Start at the line in the entries below that contains "white ice skate", stop at the line that contains "girl's hand", and output exactly the lines in that span, both ends included.

(Images for object localization)
·····

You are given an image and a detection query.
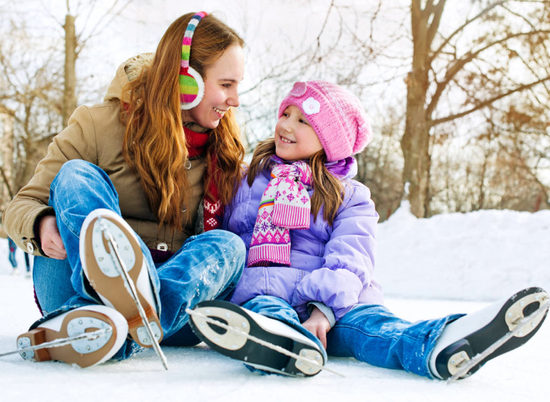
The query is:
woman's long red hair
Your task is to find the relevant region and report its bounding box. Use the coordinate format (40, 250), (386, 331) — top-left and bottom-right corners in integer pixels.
(122, 13), (245, 230)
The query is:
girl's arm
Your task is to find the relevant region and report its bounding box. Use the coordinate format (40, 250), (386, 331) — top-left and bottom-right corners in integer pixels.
(303, 305), (331, 348)
(292, 182), (378, 322)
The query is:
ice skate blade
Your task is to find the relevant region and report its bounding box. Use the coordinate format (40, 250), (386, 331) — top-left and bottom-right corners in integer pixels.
(189, 301), (325, 377)
(439, 287), (549, 380)
(80, 209), (163, 348)
(192, 306), (250, 350)
(16, 309), (120, 368)
(505, 292), (548, 336)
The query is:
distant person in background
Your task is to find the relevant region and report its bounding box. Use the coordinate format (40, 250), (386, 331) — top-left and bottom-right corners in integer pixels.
(7, 237), (31, 277)
(8, 237), (17, 271)
(23, 251), (31, 276)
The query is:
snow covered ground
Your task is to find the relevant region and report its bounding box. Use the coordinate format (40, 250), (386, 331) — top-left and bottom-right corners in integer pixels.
(0, 205), (549, 401)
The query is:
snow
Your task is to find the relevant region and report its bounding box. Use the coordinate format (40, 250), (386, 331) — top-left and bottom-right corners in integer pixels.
(1, 206), (549, 401)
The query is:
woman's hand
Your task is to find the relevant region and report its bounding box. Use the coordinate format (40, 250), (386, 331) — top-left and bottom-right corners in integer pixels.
(303, 305), (331, 349)
(38, 215), (67, 260)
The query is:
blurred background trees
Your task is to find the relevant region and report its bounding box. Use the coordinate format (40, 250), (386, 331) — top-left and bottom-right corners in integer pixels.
(402, 0), (550, 217)
(0, 0), (128, 217)
(1, 0), (549, 222)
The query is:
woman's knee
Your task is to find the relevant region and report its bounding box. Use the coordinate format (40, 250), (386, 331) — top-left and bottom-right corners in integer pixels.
(50, 160), (118, 208)
(203, 229), (246, 263)
(56, 159), (95, 179)
(53, 160), (104, 191)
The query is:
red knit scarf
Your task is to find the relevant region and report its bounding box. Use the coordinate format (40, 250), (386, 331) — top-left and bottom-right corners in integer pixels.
(184, 126), (223, 232)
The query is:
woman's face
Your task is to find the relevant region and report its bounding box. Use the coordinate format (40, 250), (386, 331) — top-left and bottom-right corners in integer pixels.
(184, 44), (245, 129)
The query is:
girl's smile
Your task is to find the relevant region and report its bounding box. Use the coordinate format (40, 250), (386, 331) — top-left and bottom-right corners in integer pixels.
(278, 134), (295, 144)
(275, 105), (323, 161)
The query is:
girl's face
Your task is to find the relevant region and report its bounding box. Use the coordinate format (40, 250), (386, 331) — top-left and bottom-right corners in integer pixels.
(184, 44), (245, 129)
(274, 105), (323, 161)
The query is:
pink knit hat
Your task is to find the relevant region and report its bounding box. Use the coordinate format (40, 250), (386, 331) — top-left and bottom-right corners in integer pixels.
(278, 81), (372, 162)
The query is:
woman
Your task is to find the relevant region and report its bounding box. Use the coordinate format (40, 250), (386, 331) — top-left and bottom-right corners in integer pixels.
(3, 12), (247, 368)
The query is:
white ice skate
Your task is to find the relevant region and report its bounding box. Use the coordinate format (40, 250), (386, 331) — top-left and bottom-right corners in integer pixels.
(430, 287), (548, 380)
(80, 208), (167, 369)
(188, 300), (326, 377)
(15, 305), (127, 368)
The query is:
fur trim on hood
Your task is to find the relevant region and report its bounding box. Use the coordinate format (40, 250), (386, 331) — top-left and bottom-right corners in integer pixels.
(104, 53), (154, 103)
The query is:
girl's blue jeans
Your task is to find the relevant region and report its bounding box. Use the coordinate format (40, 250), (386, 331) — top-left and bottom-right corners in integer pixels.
(243, 295), (463, 379)
(31, 160), (246, 359)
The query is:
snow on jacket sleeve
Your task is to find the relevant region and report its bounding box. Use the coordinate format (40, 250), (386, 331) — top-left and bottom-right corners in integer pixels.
(292, 182), (378, 321)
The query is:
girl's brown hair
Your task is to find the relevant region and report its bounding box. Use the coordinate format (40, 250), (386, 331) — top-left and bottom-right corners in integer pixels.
(247, 139), (344, 225)
(122, 13), (245, 230)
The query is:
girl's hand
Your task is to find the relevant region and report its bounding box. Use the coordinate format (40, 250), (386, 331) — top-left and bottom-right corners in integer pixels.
(38, 215), (67, 260)
(303, 305), (331, 349)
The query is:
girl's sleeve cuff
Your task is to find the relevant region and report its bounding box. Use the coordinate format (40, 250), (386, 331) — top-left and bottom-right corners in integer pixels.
(307, 302), (336, 327)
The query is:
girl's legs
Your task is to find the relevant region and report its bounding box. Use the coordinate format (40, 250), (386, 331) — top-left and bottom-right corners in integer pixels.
(328, 289), (548, 380)
(242, 295), (324, 350)
(326, 304), (461, 379)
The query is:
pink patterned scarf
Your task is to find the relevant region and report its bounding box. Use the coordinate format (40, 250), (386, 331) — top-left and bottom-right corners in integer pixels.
(248, 160), (312, 267)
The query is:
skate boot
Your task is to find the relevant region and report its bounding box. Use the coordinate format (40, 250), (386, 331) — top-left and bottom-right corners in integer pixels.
(430, 287), (549, 380)
(17, 305), (127, 368)
(189, 300), (325, 377)
(80, 208), (163, 348)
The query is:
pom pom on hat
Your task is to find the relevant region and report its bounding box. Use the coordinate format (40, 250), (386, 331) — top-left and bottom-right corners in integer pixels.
(278, 81), (372, 162)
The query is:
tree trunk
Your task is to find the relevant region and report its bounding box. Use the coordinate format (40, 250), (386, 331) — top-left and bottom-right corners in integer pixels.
(401, 74), (431, 218)
(1, 113), (15, 216)
(1, 113), (15, 202)
(63, 13), (77, 127)
(400, 1), (436, 218)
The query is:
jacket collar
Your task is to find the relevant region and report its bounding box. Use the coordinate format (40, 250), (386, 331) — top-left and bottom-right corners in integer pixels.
(269, 155), (357, 179)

·····

Response to this task:
white ice skate
Your task is to find the relevant region and report its bounding box. Use the coordinate format (40, 250), (386, 331) — top-left and bottom-right corners in integer pixels.
(430, 287), (548, 380)
(80, 208), (167, 369)
(188, 300), (326, 377)
(15, 305), (127, 368)
The query is:
fur trim on hood
Your task is to find the relevant region and report its bounding box. Use the coordinate format (40, 250), (386, 331) — top-left and bottom-right corners in integer pixels.
(104, 53), (154, 103)
The query is:
girl's blue jeans
Your task is to find the relevant region and report its bounding box. Use the coordinate format (40, 250), (386, 331) — top-left and bottom-right corners in integer pixels.
(243, 295), (463, 379)
(31, 160), (246, 359)
The query is:
snow on jacket sleeve
Your task is to find the relevant region and report its bounding box. Use the coordinate format (40, 250), (386, 331) — top-left and bottom-right corners in integer pixels.
(292, 182), (378, 321)
The query is:
girl's brown hair
Your task is to find the relevant region and report its bounding box. Use the coordinate format (40, 250), (386, 331) — top-left and bottom-right corners in integer pixels.
(247, 139), (344, 225)
(122, 13), (245, 230)
The query is:
girl's hand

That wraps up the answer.